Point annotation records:
________________________________________

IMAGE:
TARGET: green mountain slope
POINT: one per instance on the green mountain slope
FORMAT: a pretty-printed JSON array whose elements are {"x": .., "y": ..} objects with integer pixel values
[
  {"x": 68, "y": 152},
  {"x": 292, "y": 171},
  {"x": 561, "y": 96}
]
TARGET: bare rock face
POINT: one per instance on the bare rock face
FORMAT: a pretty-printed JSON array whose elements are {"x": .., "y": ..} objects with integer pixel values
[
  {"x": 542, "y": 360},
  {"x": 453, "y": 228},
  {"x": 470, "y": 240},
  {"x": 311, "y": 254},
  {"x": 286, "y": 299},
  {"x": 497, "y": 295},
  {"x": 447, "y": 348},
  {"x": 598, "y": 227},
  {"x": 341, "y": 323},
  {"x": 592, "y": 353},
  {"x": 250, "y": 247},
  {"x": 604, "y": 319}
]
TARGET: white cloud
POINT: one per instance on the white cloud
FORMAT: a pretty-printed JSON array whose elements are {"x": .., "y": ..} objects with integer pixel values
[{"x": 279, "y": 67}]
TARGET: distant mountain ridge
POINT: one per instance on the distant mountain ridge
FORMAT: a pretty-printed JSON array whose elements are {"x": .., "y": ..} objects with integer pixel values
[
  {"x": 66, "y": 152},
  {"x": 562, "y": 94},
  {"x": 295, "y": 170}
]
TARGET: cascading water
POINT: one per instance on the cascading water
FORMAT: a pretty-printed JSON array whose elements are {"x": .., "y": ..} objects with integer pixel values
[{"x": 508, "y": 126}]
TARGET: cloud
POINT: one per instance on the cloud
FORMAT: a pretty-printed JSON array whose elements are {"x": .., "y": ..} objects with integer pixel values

________________________________________

■ **Instructions for the task**: Put every line of the records above into a Markdown table with the columns "Row" and "Line", numbering the rows in order. Leave out any blank lines.

■ **Output of the exercise**:
| Row | Line |
|---|---|
| 1 | IMAGE: |
| 2 | TARGET: green mountain slope |
| 3 | POINT: one per instance on the green mountain slope |
| 4 | FORMAT: a pretty-printed JSON array whose elements are {"x": .., "y": ..} objects with integer pixel values |
| 5 | [ |
| 6 |   {"x": 68, "y": 152}, |
| 7 |   {"x": 292, "y": 171}, |
| 8 |   {"x": 561, "y": 96} |
| 9 | ] |
| 10 | TARGET: bare rock face |
| 11 | POINT: one per instance on the bare rock face |
| 12 | FORMAT: a pretty-printed JSON array whose elements are {"x": .., "y": ..} objects with integer pixel values |
| 13 | [ |
| 14 |   {"x": 542, "y": 360}, |
| 15 |   {"x": 453, "y": 228}, |
| 16 |   {"x": 470, "y": 240}, |
| 17 |   {"x": 311, "y": 254}, |
| 18 |   {"x": 286, "y": 299}, |
| 19 |   {"x": 497, "y": 295}, |
| 20 |   {"x": 447, "y": 348}, |
| 21 |   {"x": 598, "y": 227}, |
| 22 |   {"x": 341, "y": 323}, |
| 23 |   {"x": 592, "y": 353}, |
| 24 |   {"x": 250, "y": 247}, |
| 25 |   {"x": 604, "y": 319} |
| 26 | ] |
| 27 | TARGET: white cloud |
| 28 | POINT: one per instance on the white cloud |
| 29 | FORMAT: a pretty-printed JSON array whose elements are {"x": .., "y": ..} objects with integer pixel values |
| 30 | [{"x": 279, "y": 67}] |
| 31 | TARGET: distant mountain ridge |
| 32 | POINT: one per instance on the distant mountain ridge |
| 33 | FORMAT: a pretty-printed JSON array whose elements are {"x": .., "y": ..} objects with integer pixel values |
| 34 | [ |
| 35 |   {"x": 66, "y": 152}, |
| 36 |   {"x": 562, "y": 94}, |
| 37 |   {"x": 295, "y": 170} |
| 38 | ] |
| 39 | TARGET: cascading water |
| 40 | POINT: one per instance on the cascading water |
| 41 | FORMAT: a pretty-printed JSON array whose elements are {"x": .., "y": ..} objects with integer pixel values |
| 42 | [{"x": 508, "y": 126}] |
| 43 | TARGET: cloud |
| 44 | POINT: one per instance on the cloud |
| 45 | FORMAT: a pretty-printed JSON array whose elements are {"x": .., "y": ..} objects with integer pixel values |